22 Ekim 2019 Salı

Ekim Bitmeden

     Kızımın 3 haftalık Hızlı Okuma Kursu bitti ama biz de ailece bittik resmen. İki bayan kızlarımızla 3 hafta sonu boyunca cumartesi-pazar günlerimizi kapatarak Kızılay ve çevresini mesken tuttuk. Kızları kursa atar atmaz nereleri keşfedip gezelim derdindeydik. Her gün başka bir şemt yada sokağına aktık Ankara nın. Yıllardır unuttuğum yerleri gezdik, yüzlerce mekan değişmiş, çok çok kalabalıklaşmış yada ben unutmuşum bu kalabalığı. Yaklaşık 4 saat süren kurs çıkışına inanın bazen ucu ucuna yetiştik :)) Ayaklarımız sızlasa da şikayet etmedik yürüyüş oldu diye. Sonunda kendimize ve eve vakit ayırabildik geçtiğimiz hafta sonu.
     Kursun faydasını zamanla göreceğimize inanıyorum. Kızımın okuma hızının arttığını görüyorum. Bir de yazılı metine bakarken üstten göz gezdirdiğinde konuya hakim olabiliyor artık. Gördüğünü hafızasına kazıyor yada resmini çekiyor sanırım ve unutmuyor.

Kayıtlı satırlar =>
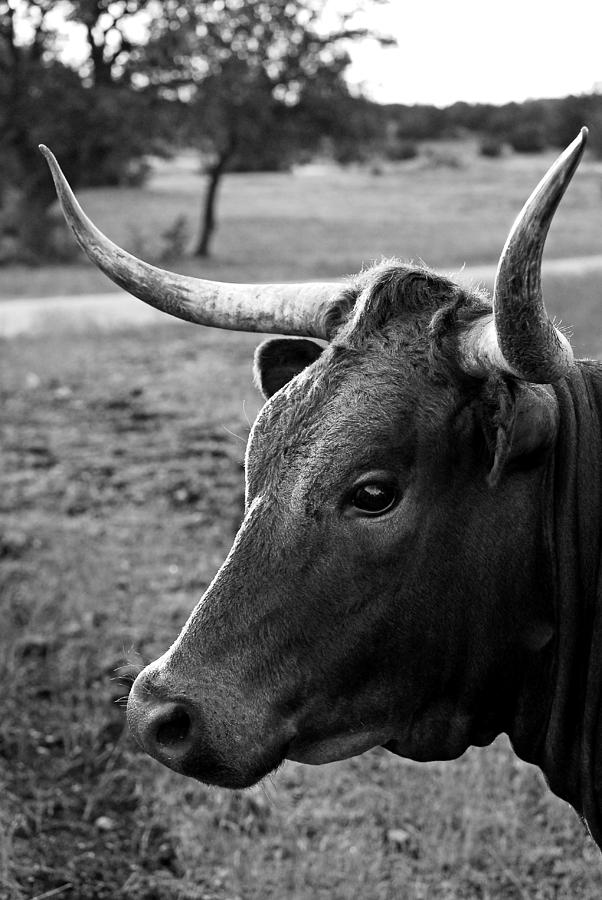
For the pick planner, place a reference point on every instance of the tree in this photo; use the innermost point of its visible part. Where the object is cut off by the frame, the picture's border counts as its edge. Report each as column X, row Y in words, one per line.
column 245, row 69
column 91, row 117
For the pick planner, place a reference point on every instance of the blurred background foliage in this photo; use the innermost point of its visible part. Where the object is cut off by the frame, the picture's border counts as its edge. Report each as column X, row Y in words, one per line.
column 253, row 85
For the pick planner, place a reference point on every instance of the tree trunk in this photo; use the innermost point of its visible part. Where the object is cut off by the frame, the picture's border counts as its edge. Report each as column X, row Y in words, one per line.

Görevler =>
a – Hızlı okuma kursu yazısında rakamla yazılmış bütün sayıları geçtikleri sırayla sıralayın.
b – Hızlı okuma kursu yazısının son cümlesinden sonra gelecek bölümü yazın.

Sonuçlar =>
a – 22, 2019, 3, 3, 4

b –
Uğradığımız bir cafe de bizi karşılayan tontonlar :)


Anacığım geldi memleketten. Gelir gelmez aşure ayıdır deyip kolları sıvadı, nasıl özlemişiz hepimiz. Son günlere yetiştiğinden hızlı bir salça, konserve yapımı telaşına girdi. Eski günler geliyor böyle anlarda aklıma. Evin küçük kızı olduğumdan hem hiç bir iş yapmayan ama her işe maydanoz olan da bendim küçükken. En sevdiğim şeyler böyle telaşlı günlerdi. Yazlık kışlık işlerimi yapılacak, halı yıkama mı dersin, yok yün çırpma mı? Hepsinin ortasına oturur karıştırırdım ortalığı. Üstümü başımı kirletir, ıslatır, yünleri dağıtırdım. Bir taraftan da annemin bir bakışından korkarak gizli gizli bulaşırdım işlere :)) Şimdi benzer şekilde davranıyor benim kızımda. Eşim beni engelleyip işimi zorlaştırmasın diye kızımı yolluyor odasına vs. ben de hemen çağarıyorum yanıma tekrardan, eski günler aklıma geliyor. Ben de böyle yapardım, bu günler evde ayrı bir eğlence gibi gelirdi bana diyorum :)) Bırak karıştırsın, baza altlarından çıkacak çocukça hazineler bulsun benim gibi :)) Ellerini salçaya bulaştırsın, yüzünü gözünü öpeyim. Koşturmaca da iş çokluğunda kızım ezilmesin, keyfini sürsün diye :) Neyse, nerden nereye geldim di mi? :)
Annemin evinde işler bitince kahve keyfimiz :)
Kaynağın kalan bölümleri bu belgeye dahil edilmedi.